> _What is expected_: Copy every line from the one containing "of the forearm" down to the end of the data, and offset each pin coordinate in the answers by adding 95, leaving all other lines unchanged.

++++

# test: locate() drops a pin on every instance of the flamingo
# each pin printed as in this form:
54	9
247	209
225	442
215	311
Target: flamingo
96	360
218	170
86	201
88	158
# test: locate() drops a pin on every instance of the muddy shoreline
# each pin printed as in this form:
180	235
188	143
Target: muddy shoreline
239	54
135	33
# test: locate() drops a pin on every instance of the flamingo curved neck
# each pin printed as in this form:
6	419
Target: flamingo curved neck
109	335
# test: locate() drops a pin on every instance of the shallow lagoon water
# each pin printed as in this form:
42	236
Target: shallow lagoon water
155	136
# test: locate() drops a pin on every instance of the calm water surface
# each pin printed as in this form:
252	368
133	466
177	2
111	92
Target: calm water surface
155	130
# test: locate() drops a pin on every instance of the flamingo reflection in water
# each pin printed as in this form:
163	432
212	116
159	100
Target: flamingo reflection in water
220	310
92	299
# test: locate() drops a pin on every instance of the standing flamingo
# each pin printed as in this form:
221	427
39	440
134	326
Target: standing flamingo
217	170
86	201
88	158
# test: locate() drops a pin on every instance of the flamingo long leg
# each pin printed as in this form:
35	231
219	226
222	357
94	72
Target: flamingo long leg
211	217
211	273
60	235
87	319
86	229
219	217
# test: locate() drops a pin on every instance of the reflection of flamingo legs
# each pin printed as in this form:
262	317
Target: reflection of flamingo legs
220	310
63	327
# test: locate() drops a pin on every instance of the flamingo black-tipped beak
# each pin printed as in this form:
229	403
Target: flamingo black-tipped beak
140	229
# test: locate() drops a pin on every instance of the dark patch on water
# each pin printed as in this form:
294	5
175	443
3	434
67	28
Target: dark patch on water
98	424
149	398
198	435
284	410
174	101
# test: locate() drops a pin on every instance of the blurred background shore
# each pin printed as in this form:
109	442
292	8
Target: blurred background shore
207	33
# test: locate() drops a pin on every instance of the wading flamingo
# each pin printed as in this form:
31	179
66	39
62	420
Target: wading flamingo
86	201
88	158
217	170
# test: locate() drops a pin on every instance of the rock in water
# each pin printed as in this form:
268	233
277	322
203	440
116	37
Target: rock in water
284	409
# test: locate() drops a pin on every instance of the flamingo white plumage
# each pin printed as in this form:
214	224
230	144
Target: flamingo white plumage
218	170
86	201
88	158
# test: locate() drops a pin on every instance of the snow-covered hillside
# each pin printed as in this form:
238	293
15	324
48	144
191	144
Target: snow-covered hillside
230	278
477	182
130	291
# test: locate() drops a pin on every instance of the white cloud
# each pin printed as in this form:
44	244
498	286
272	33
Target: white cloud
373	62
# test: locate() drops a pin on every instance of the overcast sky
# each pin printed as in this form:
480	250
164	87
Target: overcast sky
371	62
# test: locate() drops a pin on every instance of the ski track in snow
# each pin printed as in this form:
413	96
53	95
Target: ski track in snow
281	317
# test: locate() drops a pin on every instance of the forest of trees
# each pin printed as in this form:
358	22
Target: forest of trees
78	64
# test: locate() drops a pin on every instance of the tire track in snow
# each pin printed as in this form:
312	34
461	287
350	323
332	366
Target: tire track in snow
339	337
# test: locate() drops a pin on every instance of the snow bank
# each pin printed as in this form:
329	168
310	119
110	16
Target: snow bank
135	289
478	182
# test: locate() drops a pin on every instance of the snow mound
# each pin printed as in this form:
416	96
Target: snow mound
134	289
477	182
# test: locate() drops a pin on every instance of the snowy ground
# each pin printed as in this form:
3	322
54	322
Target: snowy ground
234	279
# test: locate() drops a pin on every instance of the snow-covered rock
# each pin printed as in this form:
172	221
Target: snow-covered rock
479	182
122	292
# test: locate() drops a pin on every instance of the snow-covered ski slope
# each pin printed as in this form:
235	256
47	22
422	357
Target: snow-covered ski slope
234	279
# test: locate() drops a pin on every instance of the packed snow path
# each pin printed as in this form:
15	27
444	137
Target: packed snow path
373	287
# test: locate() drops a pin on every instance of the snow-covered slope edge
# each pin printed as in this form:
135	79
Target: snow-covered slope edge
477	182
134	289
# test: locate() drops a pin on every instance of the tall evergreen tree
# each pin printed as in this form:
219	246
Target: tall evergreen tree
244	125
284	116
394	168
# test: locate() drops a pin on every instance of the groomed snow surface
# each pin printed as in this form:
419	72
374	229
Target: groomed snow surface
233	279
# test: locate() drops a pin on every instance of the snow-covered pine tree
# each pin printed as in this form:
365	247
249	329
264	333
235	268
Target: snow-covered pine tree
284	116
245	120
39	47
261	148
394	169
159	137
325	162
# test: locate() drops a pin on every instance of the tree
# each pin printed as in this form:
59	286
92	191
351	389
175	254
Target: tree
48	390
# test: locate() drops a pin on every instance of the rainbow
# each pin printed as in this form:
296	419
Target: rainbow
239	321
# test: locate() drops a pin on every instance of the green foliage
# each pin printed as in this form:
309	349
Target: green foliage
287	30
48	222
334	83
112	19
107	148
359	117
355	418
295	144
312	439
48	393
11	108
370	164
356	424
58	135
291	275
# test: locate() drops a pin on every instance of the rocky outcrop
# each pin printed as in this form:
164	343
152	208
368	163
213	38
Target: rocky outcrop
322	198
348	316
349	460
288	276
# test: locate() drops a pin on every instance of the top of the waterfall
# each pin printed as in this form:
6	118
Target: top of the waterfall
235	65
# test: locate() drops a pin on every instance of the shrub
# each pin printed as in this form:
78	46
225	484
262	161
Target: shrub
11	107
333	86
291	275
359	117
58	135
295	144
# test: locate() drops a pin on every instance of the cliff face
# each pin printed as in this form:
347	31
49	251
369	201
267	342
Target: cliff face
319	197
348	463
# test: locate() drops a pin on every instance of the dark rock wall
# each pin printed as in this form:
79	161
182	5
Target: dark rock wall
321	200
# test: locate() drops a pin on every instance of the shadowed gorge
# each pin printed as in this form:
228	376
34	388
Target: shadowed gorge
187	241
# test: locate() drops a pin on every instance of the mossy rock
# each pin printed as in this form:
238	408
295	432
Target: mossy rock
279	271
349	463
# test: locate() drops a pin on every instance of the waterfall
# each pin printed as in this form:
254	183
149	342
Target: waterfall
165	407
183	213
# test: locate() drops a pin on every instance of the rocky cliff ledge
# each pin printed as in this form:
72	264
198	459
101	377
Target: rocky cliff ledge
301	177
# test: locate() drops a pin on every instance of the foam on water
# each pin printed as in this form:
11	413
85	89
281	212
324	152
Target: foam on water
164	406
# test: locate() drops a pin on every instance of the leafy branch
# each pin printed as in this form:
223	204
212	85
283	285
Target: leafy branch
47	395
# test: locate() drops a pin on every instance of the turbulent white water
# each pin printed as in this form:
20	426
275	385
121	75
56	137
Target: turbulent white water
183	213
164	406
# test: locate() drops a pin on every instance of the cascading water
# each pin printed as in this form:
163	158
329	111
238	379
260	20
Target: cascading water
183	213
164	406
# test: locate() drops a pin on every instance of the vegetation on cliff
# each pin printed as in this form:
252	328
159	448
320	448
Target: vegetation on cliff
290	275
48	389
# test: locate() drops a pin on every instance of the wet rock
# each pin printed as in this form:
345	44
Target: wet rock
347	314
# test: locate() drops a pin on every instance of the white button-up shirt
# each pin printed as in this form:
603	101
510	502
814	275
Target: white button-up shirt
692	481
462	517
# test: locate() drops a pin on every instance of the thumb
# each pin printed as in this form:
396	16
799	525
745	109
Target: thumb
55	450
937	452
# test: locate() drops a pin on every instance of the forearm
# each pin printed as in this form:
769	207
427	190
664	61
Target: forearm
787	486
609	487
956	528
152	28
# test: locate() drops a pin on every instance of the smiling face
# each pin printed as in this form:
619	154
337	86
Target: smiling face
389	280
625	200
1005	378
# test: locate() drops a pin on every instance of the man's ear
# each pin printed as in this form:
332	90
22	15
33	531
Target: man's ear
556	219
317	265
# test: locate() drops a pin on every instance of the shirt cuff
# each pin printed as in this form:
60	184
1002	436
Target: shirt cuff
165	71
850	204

++++

> _Correct result_:
# test: locate() drops a pin on every instance of the forearm
# each pin printed as in this form:
769	207
427	190
664	61
Target: forearm
882	581
704	582
1051	623
247	123
# test: locate() drops a pin on every instance of the smiling face
# each pin printed as in this form:
619	154
337	86
Target: smiling face
484	375
720	295
1100	473
# test: locate() drops a pin on every instance of the man's ear
# each pin printed as in this form:
332	90
22	15
33	531
Target: man's ear
651	314
412	360
# test: locate() drops a pin on every instance of the shirt cuff
# each pin printed as in this form:
60	184
1002	436
Target: shirt cuff
260	166
945	299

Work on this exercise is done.